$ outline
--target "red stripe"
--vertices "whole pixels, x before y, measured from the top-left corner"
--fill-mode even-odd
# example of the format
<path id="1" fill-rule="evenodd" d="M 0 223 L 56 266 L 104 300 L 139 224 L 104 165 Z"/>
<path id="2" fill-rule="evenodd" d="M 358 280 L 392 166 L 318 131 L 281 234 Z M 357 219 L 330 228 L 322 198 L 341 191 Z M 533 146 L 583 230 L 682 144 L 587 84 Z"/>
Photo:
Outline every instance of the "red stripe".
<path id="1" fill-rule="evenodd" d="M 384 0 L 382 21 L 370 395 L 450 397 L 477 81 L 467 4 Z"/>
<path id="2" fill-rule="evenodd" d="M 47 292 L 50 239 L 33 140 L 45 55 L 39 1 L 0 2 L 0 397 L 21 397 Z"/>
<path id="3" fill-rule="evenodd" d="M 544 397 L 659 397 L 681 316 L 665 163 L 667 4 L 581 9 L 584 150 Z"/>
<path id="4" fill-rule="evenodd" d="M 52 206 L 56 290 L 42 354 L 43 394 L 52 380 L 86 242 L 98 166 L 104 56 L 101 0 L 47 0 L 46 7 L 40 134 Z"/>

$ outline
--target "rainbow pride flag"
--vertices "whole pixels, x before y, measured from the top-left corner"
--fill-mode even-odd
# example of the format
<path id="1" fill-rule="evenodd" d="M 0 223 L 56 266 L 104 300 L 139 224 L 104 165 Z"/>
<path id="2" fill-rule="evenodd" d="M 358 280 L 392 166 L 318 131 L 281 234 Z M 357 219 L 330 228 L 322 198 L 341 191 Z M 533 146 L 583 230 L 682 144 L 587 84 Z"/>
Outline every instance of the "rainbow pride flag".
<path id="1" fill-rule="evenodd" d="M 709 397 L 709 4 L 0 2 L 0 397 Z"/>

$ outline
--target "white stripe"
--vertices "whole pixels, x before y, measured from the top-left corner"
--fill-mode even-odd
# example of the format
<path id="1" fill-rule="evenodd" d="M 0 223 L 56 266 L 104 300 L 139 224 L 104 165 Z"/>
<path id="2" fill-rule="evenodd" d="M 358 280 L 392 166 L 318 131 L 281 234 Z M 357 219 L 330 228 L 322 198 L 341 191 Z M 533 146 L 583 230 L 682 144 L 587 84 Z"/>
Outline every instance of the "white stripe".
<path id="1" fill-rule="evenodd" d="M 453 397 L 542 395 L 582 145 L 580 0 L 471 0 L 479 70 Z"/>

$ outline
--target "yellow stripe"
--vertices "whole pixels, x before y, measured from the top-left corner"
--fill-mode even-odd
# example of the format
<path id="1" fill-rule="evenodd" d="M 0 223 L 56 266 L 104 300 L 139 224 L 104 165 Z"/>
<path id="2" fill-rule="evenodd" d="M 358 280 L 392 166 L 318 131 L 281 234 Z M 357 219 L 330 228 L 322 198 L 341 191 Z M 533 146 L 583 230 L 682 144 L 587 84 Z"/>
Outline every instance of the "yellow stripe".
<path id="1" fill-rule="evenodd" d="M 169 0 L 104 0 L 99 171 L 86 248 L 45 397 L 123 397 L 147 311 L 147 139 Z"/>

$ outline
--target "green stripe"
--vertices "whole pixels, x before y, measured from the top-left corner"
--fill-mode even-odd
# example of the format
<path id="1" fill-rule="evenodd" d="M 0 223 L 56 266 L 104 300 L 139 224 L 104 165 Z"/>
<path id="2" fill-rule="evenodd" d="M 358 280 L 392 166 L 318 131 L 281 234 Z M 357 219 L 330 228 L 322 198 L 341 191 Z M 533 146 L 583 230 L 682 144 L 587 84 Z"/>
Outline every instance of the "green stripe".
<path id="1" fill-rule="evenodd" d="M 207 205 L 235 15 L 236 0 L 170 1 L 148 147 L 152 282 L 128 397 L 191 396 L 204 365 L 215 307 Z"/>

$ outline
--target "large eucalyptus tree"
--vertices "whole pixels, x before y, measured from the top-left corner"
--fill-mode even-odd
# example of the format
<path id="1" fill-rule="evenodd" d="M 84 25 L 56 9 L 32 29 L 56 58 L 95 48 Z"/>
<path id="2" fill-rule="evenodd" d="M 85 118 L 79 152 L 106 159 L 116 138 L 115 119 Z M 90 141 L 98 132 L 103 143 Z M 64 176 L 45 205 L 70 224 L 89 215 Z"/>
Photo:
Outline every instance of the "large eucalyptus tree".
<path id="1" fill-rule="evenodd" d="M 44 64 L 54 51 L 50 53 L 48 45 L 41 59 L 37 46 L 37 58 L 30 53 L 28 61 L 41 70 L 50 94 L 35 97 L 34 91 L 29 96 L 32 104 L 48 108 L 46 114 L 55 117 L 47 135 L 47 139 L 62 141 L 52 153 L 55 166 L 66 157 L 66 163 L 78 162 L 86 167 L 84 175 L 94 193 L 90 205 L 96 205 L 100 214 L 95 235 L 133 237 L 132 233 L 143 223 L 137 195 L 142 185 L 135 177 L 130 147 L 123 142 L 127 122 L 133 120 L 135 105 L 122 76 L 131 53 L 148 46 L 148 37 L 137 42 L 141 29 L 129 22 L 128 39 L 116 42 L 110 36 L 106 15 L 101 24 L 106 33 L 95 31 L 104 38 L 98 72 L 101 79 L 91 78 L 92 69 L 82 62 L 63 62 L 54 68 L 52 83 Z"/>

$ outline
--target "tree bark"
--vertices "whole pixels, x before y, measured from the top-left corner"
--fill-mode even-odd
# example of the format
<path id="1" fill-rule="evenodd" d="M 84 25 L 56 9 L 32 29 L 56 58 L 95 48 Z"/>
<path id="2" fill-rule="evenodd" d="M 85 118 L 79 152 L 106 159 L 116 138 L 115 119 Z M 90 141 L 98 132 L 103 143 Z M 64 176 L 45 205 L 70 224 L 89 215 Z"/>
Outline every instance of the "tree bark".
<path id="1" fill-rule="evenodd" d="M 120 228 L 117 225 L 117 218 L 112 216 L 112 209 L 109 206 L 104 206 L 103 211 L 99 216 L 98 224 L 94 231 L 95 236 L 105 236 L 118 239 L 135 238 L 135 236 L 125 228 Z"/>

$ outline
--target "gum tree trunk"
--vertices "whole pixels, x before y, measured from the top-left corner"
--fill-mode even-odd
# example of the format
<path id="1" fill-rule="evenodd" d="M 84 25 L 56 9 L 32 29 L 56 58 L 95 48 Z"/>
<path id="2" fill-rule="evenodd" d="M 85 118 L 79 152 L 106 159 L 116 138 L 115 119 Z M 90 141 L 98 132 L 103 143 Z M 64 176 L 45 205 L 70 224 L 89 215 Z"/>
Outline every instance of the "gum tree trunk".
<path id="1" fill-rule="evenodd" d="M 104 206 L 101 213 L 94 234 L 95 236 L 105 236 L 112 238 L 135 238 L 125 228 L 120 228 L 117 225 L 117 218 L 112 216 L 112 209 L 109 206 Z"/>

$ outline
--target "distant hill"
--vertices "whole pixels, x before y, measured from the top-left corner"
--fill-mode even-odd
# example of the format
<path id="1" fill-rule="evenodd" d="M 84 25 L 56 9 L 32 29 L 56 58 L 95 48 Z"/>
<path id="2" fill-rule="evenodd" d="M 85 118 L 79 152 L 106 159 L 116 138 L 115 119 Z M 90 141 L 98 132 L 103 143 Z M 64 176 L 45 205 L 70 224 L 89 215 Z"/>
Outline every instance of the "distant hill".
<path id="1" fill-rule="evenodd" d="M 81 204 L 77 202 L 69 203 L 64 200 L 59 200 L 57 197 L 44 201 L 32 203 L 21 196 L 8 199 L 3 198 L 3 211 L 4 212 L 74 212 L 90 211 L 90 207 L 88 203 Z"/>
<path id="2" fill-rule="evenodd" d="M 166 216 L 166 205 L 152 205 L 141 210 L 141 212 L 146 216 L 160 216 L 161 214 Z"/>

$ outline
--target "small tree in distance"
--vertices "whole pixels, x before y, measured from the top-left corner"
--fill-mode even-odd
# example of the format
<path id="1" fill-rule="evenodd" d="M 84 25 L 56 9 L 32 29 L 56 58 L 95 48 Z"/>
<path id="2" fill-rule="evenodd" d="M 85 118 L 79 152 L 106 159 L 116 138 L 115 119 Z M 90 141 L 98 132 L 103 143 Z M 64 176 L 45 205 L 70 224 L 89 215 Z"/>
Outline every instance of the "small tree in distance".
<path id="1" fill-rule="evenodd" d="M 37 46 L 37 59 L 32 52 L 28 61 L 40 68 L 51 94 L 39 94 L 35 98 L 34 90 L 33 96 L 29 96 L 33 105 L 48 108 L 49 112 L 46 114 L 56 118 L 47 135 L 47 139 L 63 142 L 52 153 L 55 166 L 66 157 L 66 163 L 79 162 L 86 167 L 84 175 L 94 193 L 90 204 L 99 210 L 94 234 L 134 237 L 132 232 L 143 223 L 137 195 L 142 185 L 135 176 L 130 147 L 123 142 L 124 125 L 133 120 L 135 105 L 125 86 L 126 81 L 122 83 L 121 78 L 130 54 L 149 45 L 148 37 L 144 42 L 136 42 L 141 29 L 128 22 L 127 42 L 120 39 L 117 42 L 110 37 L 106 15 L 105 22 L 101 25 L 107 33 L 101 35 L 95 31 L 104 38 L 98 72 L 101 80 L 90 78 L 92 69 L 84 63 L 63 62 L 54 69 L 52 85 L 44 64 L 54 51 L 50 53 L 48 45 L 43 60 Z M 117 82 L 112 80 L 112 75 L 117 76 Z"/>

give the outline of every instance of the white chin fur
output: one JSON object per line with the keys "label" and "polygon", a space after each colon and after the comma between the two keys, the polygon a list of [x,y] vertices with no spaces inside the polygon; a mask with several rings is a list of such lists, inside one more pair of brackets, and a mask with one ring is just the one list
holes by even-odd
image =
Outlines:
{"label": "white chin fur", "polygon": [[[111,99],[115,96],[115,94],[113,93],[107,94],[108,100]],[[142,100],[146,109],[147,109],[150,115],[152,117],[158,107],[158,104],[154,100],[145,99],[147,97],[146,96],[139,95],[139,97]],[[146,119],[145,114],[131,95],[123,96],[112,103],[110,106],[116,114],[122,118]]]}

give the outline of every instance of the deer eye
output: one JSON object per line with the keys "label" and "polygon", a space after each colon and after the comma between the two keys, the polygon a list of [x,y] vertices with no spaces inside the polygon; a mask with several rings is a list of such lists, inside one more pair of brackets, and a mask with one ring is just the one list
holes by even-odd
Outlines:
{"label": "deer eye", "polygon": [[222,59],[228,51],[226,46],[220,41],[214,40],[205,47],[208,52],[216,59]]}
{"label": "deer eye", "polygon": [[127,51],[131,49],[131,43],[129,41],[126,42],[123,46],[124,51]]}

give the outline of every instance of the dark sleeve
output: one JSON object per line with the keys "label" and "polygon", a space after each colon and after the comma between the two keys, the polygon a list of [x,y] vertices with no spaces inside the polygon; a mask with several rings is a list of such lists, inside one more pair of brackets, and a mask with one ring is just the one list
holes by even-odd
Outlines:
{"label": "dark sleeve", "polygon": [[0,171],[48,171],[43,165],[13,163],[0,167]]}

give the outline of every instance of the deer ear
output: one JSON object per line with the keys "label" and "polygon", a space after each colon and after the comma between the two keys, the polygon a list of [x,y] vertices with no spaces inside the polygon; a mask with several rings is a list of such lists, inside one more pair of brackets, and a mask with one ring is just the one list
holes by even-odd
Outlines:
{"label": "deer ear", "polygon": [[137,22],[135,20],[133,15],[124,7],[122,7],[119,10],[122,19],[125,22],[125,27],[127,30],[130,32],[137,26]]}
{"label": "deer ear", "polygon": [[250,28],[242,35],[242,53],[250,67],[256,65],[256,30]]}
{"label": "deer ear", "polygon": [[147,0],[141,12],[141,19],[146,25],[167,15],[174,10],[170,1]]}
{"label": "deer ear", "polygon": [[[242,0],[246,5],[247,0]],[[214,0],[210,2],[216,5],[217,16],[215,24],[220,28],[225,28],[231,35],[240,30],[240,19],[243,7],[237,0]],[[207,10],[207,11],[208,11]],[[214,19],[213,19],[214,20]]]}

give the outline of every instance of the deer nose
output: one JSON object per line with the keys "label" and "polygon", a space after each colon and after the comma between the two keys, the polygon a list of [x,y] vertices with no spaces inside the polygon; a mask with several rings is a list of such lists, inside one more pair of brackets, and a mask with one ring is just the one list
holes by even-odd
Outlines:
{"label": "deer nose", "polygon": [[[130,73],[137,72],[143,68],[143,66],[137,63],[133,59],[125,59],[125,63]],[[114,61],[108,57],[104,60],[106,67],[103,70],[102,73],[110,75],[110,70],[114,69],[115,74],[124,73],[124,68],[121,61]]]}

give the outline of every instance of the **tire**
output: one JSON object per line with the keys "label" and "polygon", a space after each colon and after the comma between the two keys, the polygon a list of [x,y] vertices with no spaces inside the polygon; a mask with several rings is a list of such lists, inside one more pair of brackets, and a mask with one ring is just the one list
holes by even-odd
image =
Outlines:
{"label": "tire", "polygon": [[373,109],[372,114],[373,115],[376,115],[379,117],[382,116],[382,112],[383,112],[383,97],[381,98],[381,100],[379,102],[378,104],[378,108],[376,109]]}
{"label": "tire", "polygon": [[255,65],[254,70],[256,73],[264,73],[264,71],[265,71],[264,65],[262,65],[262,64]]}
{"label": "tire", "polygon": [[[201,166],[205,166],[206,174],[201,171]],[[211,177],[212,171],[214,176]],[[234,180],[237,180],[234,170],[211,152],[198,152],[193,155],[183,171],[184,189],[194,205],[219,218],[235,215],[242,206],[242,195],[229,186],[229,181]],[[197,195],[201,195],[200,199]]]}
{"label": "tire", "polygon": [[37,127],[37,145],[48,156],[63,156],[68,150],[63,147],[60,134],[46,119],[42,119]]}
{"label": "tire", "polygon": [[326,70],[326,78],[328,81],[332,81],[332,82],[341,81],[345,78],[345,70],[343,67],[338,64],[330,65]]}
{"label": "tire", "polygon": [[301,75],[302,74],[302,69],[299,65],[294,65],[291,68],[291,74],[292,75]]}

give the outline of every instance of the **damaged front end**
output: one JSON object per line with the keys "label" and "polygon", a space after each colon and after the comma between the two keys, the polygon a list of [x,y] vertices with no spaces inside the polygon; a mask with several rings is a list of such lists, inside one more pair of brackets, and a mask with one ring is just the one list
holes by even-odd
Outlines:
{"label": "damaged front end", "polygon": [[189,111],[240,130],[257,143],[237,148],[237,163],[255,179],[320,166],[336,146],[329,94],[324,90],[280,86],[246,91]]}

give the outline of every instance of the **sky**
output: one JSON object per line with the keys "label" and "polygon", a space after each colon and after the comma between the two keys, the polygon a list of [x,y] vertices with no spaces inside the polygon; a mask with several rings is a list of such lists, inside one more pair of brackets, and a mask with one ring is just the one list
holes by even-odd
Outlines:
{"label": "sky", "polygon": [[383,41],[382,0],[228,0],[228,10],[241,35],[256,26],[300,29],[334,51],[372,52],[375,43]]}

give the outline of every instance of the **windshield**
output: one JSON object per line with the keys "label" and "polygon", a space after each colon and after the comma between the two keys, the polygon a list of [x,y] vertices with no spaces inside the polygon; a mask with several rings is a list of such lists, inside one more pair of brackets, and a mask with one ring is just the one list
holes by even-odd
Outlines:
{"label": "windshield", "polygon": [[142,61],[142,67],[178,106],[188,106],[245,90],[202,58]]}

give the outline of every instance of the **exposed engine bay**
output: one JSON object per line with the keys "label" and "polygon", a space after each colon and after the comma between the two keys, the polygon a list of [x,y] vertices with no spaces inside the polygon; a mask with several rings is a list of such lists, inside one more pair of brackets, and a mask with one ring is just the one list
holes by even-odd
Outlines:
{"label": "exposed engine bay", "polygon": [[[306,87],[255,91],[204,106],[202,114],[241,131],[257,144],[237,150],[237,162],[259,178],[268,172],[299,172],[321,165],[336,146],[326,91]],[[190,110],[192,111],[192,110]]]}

□ □ □ □ □

> **Task prompt**
Reproduce exactly the lines from the one containing "give the outline of every instance of the **exposed" through the last line of the records above, including both, and nothing else.

> **Answer for the task**
give the outline of every instance of the **exposed engine bay**
output: one JSON object per line with the keys "label" and "polygon", a space after each colon and after the comma between the two keys, the polygon a list of [x,y] vertices with no spaces inside the polygon; a mask with several rings is a list of such lists, inside one more pair of brackets, and a mask with one ring is just the one list
holes by even-odd
Outlines:
{"label": "exposed engine bay", "polygon": [[[306,87],[255,91],[204,106],[202,114],[241,131],[257,144],[237,150],[237,162],[259,178],[268,172],[299,172],[321,165],[336,146],[326,91]],[[190,110],[192,111],[192,110]]]}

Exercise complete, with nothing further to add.